• _What you have to do_
Which lines in the items below contain the word "every", matching case exactly? Pull out each such line and copy it in full.

• _Input_
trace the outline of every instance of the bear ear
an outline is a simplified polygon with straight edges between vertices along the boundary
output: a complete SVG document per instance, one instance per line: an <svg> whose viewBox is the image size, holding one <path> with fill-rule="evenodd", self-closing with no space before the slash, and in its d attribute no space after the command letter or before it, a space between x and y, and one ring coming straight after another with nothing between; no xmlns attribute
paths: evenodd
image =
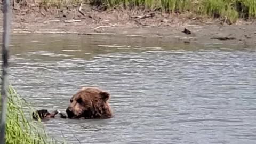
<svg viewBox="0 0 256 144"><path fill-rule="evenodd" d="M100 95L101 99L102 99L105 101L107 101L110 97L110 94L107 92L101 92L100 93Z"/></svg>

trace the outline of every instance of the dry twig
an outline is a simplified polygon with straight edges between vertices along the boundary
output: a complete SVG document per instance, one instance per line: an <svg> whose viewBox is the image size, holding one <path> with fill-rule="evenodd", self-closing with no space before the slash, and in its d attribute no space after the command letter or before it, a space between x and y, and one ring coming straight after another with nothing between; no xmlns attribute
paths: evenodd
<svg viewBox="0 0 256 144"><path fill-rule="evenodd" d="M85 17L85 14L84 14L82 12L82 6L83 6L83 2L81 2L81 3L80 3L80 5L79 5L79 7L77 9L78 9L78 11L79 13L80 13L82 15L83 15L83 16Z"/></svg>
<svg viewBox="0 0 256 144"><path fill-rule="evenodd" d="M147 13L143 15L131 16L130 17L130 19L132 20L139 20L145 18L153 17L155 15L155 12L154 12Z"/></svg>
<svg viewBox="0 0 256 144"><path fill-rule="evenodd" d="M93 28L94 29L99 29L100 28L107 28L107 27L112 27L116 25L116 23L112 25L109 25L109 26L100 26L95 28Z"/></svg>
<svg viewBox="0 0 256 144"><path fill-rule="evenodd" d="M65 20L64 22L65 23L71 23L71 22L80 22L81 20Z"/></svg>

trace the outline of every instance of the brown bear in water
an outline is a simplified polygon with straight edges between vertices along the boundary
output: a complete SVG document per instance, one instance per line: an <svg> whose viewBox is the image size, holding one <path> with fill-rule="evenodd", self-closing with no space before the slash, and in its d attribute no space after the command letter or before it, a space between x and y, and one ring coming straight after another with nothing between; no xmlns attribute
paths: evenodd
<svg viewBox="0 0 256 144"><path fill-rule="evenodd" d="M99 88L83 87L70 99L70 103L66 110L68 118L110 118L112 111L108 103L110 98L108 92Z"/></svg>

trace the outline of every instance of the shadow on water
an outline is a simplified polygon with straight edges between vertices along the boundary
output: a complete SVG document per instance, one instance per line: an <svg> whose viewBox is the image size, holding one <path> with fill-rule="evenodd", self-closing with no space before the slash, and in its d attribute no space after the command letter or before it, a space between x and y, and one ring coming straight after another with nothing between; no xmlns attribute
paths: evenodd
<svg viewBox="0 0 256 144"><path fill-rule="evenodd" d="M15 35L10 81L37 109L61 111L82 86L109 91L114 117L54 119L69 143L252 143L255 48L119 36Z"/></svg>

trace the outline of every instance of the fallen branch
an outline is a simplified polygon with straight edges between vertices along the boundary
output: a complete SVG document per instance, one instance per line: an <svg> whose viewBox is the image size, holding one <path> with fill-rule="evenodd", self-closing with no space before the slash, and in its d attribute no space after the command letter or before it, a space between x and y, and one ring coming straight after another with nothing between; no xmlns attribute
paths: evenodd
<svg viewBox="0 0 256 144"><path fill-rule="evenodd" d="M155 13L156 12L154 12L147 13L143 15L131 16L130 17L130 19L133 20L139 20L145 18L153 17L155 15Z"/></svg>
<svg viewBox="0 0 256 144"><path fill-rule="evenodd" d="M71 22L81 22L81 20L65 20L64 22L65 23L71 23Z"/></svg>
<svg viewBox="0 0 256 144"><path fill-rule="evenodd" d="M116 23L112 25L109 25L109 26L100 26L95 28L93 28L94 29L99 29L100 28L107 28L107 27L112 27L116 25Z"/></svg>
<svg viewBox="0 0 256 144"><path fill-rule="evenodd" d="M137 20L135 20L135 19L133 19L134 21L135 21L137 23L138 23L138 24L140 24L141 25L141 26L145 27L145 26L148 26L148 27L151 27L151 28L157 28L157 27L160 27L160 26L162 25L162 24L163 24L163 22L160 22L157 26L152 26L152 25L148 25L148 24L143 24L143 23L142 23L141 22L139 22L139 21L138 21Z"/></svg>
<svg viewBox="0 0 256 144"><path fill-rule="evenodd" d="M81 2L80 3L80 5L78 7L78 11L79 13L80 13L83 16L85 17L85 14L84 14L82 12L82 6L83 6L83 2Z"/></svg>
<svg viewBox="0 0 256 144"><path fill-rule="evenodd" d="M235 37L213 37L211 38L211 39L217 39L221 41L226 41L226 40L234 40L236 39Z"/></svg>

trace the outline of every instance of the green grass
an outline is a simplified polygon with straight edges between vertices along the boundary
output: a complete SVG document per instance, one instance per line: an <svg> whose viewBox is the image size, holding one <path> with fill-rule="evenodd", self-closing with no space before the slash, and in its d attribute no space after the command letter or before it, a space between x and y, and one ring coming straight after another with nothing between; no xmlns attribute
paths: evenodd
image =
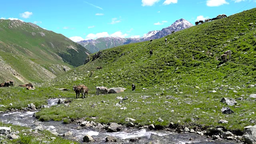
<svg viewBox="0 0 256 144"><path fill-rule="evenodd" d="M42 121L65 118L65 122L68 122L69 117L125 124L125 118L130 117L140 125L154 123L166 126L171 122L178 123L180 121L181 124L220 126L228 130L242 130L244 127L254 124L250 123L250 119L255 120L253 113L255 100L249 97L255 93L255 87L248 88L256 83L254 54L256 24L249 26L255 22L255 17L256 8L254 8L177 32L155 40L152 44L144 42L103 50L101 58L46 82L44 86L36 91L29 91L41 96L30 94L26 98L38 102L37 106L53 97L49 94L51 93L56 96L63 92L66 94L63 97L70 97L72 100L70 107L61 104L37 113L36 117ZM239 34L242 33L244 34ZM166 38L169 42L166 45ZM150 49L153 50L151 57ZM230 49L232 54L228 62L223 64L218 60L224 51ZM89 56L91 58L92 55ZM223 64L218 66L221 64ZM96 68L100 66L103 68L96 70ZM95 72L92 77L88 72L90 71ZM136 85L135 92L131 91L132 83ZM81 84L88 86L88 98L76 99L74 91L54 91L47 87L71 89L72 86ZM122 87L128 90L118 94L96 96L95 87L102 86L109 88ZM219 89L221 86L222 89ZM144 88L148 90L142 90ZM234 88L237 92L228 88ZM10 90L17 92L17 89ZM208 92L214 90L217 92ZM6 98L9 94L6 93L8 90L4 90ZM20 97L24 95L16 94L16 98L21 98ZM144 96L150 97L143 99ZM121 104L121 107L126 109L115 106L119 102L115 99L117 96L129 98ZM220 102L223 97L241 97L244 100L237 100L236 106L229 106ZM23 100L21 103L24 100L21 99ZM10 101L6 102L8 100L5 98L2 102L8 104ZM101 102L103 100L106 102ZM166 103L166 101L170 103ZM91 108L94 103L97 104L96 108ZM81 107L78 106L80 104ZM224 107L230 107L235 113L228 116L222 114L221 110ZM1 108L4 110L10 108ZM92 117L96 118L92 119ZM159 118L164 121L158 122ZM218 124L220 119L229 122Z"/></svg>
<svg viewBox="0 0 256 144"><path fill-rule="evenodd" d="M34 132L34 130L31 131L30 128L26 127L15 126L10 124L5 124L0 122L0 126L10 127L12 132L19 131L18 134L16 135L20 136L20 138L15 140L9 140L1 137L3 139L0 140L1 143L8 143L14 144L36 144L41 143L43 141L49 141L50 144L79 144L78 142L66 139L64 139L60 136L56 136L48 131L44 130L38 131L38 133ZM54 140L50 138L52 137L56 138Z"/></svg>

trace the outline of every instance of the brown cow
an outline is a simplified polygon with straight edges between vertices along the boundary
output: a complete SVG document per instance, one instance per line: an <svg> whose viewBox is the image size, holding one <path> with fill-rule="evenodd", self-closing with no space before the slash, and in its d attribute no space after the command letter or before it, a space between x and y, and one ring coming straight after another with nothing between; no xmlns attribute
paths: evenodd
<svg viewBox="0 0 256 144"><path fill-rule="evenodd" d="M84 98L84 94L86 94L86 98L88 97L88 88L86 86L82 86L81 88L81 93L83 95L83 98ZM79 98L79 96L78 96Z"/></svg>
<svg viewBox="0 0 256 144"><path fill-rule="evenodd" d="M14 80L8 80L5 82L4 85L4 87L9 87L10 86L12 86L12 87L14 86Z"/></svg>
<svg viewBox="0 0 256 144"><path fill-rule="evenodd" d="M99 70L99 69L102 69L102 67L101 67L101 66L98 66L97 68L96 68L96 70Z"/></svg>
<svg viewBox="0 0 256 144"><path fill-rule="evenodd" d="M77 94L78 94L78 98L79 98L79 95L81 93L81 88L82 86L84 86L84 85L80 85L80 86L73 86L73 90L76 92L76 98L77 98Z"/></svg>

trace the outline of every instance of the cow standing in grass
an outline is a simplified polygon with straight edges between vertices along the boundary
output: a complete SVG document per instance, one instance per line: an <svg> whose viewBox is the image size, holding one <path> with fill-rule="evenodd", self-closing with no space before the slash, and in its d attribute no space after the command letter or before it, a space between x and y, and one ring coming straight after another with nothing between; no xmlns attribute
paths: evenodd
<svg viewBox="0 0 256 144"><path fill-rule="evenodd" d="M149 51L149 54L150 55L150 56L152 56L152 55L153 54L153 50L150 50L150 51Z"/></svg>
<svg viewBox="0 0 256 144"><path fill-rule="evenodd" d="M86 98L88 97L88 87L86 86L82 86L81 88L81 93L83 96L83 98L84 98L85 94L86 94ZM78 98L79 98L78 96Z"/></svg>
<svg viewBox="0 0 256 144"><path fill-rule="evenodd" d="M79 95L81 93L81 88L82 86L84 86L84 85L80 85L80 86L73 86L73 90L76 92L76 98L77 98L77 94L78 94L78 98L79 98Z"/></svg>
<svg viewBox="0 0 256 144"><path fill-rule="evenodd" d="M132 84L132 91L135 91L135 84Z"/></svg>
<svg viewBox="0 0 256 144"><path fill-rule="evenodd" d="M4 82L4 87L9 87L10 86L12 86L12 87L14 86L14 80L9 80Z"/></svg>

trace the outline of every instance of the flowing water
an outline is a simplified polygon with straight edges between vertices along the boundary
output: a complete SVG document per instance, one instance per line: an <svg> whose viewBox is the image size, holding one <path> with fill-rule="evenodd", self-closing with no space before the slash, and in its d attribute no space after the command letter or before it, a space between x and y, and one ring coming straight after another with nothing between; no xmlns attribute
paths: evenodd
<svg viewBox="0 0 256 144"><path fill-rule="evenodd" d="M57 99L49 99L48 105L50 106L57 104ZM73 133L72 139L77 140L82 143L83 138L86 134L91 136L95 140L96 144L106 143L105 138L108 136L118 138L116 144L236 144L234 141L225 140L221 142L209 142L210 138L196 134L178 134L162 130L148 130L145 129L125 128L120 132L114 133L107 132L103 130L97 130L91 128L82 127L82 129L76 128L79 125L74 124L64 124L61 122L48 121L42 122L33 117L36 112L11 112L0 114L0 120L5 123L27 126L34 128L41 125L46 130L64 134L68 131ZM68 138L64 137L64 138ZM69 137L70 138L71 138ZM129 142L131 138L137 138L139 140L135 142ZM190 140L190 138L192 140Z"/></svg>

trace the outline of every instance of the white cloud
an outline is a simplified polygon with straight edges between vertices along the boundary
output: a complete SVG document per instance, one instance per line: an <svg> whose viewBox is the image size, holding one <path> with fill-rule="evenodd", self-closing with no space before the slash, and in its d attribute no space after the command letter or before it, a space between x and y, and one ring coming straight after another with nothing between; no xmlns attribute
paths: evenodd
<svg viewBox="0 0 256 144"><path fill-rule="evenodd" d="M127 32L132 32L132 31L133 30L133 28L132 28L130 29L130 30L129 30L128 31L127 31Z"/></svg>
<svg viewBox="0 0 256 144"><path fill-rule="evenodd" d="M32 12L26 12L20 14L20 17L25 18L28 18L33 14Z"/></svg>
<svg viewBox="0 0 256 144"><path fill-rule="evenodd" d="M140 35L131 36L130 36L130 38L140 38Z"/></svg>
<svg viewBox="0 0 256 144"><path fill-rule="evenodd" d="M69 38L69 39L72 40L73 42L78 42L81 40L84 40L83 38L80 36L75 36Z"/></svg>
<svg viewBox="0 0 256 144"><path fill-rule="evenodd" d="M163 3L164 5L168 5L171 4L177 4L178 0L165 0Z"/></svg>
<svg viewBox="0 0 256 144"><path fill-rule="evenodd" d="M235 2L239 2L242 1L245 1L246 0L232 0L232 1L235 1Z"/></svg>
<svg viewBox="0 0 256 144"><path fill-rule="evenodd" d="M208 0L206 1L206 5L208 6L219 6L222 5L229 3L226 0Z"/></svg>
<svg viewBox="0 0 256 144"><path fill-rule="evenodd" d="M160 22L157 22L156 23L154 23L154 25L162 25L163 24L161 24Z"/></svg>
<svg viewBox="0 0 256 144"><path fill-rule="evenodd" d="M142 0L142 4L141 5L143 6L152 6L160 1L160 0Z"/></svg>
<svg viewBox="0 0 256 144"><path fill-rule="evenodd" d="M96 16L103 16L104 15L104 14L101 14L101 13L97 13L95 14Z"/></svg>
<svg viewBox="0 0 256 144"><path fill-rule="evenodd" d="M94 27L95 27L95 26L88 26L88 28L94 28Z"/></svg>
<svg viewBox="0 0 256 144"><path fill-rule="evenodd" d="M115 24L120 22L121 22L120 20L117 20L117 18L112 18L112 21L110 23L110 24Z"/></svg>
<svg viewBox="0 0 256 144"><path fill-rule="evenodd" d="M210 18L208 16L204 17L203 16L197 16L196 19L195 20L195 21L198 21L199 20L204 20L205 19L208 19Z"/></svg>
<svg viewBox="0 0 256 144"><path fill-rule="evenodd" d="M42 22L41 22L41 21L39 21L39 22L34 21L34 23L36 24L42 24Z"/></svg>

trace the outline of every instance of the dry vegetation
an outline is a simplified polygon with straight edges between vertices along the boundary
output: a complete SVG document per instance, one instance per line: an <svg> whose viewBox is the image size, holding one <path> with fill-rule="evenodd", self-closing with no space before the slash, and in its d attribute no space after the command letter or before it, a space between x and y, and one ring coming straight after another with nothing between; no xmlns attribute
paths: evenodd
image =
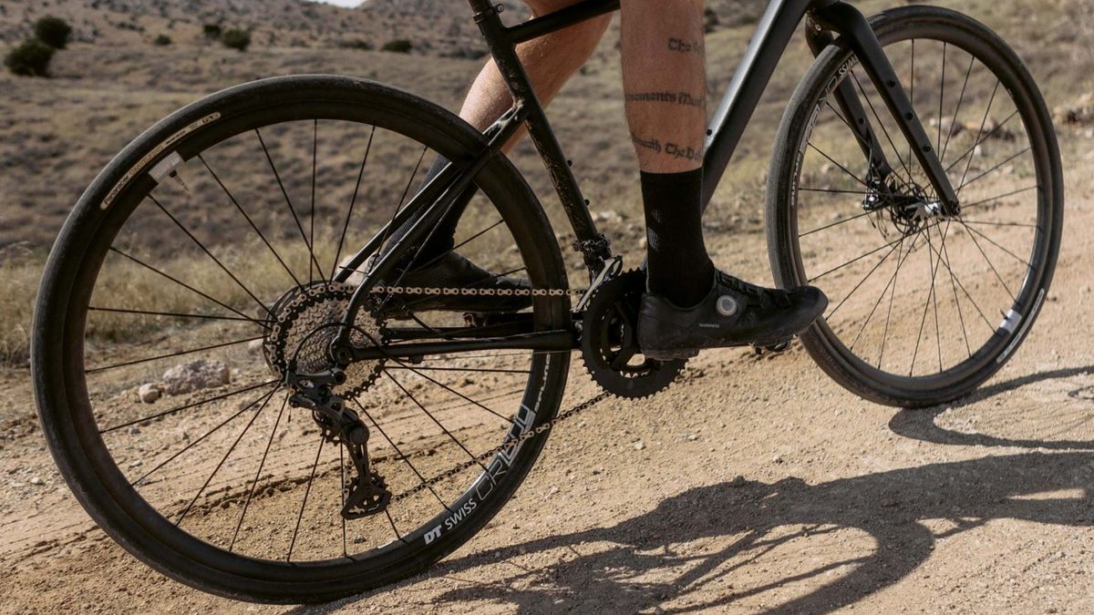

• _Exercise answer_
trace the outline of every instance of the bear ear
trace the outline of every instance of the dry twig
trace the outline of every instance of the brown bear in water
trace the outline of every instance of the shadow on water
trace the outline of every instance of the fallen branch
trace the outline of every instance of the green grass
trace the outline of every instance of the brown cow
trace the outline of every instance of the cow standing in grass
trace the outline of every instance of the flowing water
trace the outline of every instance of the white cloud
trace the outline of every instance of the dry vegetation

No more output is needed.